• Instructions to follow:
What is the number of lines in the records below holding the string "column"? Reply with it and nothing else.

[Start of Attachment]

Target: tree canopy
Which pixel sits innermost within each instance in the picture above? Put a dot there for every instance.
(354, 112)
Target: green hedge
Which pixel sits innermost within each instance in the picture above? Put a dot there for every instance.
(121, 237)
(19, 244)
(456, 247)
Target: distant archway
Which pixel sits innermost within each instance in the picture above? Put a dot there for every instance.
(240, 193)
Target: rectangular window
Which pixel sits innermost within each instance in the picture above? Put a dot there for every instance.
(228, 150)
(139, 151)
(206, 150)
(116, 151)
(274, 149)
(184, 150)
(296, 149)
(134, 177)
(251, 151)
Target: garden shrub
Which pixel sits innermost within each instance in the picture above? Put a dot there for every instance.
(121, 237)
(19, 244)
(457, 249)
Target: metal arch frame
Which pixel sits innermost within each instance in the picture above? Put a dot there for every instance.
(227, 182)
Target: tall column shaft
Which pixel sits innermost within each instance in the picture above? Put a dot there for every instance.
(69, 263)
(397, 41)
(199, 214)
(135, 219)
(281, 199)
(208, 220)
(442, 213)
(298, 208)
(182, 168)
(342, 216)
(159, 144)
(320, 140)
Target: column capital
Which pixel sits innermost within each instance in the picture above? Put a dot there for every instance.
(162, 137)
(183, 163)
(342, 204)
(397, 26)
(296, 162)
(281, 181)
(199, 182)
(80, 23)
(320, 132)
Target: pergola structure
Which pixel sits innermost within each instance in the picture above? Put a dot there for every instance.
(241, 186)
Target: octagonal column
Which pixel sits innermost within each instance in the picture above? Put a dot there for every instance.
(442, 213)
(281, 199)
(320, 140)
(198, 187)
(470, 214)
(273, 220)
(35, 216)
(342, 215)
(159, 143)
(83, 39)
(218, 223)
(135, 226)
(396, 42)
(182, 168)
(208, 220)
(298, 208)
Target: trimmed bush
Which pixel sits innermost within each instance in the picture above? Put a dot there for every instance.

[End of Attachment]

• Result for this exercise:
3